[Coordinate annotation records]
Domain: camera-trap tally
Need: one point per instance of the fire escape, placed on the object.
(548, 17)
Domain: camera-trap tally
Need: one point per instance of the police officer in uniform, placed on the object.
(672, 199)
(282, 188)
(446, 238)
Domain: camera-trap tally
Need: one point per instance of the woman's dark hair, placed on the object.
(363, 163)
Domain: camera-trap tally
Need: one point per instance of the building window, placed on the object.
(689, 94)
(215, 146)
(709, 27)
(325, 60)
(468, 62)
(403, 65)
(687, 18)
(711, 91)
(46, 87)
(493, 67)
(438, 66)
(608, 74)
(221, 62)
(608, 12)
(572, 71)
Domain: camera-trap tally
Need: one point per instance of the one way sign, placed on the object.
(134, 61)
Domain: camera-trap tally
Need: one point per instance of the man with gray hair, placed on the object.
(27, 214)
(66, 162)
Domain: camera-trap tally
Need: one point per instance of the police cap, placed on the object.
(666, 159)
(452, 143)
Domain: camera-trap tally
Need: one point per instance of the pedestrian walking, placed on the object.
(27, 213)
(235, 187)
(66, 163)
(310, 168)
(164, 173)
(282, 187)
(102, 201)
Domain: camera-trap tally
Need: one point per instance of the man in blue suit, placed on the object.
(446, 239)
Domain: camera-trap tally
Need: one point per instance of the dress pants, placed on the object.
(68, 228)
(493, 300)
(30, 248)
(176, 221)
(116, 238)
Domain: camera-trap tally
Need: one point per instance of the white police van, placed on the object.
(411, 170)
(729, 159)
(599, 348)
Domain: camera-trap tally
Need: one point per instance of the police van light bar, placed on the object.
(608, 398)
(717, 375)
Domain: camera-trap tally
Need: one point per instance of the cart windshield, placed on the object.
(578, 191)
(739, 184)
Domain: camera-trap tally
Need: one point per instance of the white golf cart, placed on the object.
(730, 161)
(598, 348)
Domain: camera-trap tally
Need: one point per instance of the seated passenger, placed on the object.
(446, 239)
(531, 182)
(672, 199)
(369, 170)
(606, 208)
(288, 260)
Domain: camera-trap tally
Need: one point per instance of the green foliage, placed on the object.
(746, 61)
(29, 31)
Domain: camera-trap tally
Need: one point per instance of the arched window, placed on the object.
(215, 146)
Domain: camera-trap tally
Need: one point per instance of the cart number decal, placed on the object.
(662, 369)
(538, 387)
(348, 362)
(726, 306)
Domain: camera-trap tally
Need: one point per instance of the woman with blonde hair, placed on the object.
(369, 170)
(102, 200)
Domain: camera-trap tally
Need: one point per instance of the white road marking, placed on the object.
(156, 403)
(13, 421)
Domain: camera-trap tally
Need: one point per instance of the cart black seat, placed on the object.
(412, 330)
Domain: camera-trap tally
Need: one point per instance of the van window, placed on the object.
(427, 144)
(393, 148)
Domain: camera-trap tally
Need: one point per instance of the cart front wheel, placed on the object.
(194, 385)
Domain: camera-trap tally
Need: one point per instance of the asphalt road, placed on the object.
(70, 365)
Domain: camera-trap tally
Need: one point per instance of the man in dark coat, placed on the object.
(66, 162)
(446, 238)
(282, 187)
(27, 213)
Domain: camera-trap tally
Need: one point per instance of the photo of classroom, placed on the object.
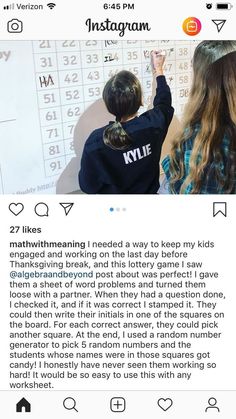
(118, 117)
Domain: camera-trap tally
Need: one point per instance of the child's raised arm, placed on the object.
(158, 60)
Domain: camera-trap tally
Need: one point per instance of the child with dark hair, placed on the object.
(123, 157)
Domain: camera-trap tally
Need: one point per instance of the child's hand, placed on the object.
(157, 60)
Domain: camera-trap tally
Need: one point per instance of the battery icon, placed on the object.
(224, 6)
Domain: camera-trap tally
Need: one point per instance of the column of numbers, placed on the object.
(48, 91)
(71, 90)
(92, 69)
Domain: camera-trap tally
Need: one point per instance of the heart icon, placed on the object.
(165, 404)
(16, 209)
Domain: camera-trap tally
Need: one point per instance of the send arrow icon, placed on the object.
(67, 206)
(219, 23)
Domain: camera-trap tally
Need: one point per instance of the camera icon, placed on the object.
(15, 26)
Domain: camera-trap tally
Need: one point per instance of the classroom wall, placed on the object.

**Given task:** Repeat the full listing above exactly, with no pictures in the copy.

**Written response:**
Domain: camera-trap tally
Need: one point per instance of the fire escape, placed on the object.
(548, 17)
Domain: camera-trap tally
Need: one point per instance of the police officer in uniform, placed on the object.
(672, 199)
(282, 188)
(446, 238)
Domain: camera-trap tally
Need: one point per instance of the woman's dark hair, placed on the object.
(363, 163)
Domain: camera-trap tally
Need: one point per instance of the building window, placed on the object.
(689, 94)
(215, 146)
(709, 27)
(325, 60)
(468, 62)
(403, 65)
(687, 18)
(711, 91)
(46, 87)
(493, 67)
(438, 66)
(608, 74)
(221, 62)
(608, 12)
(572, 71)
Domain: camera-trap tally
Need: one point per instance of the one way sign, placed on the object.
(134, 61)
Domain: camera-trap tally
Need: one point per instance of the man with gray hair, placed on the object.
(27, 214)
(66, 162)
Domain: camera-trap tally
Need: one point per instance of the police cap, placed on the object.
(666, 159)
(452, 143)
Domain: camera-trap tally
Need: one point per instance of the pedestrian walking, placed on the object.
(27, 213)
(235, 187)
(66, 163)
(310, 168)
(164, 173)
(282, 187)
(102, 201)
Domain: camera-trap tally
Need: one point per instance of the man in blue suit, placed on the object.
(446, 239)
Domain: camera-trap tally
Need: one point per instance of the dress pants, placed on the object.
(68, 228)
(493, 300)
(30, 248)
(176, 221)
(116, 238)
Domain: camera-trap tally
Need: one point per instance of the white police van, placed on the object.
(411, 170)
(729, 159)
(599, 348)
Domain: camera-trap tally
Need: one point per instance of the police van light bar, placed on the object.
(608, 398)
(717, 375)
Domain: camera-trap tally
Need: one point per instance of the cart windshield, placed on the object.
(578, 191)
(739, 184)
Domain: camera-trap tally
Need: one point per instance of the white golf cart, placed on the object.
(730, 161)
(598, 348)
Domain: camera-trap tally
Need: one point per instance of the seated passenger, placed on the object.
(446, 239)
(531, 182)
(672, 199)
(369, 170)
(606, 208)
(288, 260)
Domain: camera-trap tally
Need: one point per instance of the green foliage, placed on the object.
(746, 61)
(29, 31)
Domain: camera-trap tally
Need: one point per instance of the arched window, placed on the object.
(215, 146)
Domain: camera-trap tally
Need: one point per instance of the cart number decal, placed on the object.
(662, 369)
(538, 387)
(348, 362)
(726, 306)
Domain: camera-trap tally
Need: one point per instance of the woman with blonde hair, placed on the object.
(369, 170)
(102, 200)
Domain: camera-trap tally
Need: one point per instance of the white road marking, placed on the object.
(156, 403)
(13, 421)
Domain: camera-trap tally
Need: one point per instance of the cart black seat, placed on the object.
(412, 330)
Domain: camera-trap tally
Need: one point per instance of the van window, placed on the object.
(427, 144)
(393, 148)
Domain: camera-trap tally
Need: one point per instance of the cart front wheel, placed on the object.
(194, 385)
Domain: camera-trap tally
Need: one point per instance of the asphalt road, placed on the object.
(70, 365)
Domain: camera-trap tally
Need: one point per instance of the man in dark coat, placed on the object.
(66, 162)
(446, 238)
(282, 187)
(27, 213)
Domain: camera-trap tally
Need: one point per instance of the photo of classroom, placed on the object.
(118, 117)
Domain: camera-trap tally
Need: one point per instance of the child's raised arm, placed on the object.
(158, 60)
Domain: camera-trap tally
Need: one point per instance of the child with dark hair, placed on the object.
(123, 157)
Domain: camera-trap tally
Need: one point per instance of the child's hand, placed on the object.
(157, 60)
Domain: camera-trap tally
Need: one point per instance of the battery icon, placed on the object.
(224, 6)
Domain: camera-trap tally
Need: one point per instance of the column of numbers, placed on the object.
(48, 91)
(71, 90)
(92, 69)
Domain: camera-trap tally
Need: one point per instance of the heart icon, placed on the object.
(165, 404)
(16, 209)
Domain: camera-trap tally
Need: one point per instance of the send arrow icon, placed on the object.
(67, 206)
(219, 23)
Domain: camera-trap tally
Need: one point per instance of the camera icon, placed on the object.
(15, 26)
Domain: camera-trap tally
Need: one point per instance of the classroom wall, placed on the object.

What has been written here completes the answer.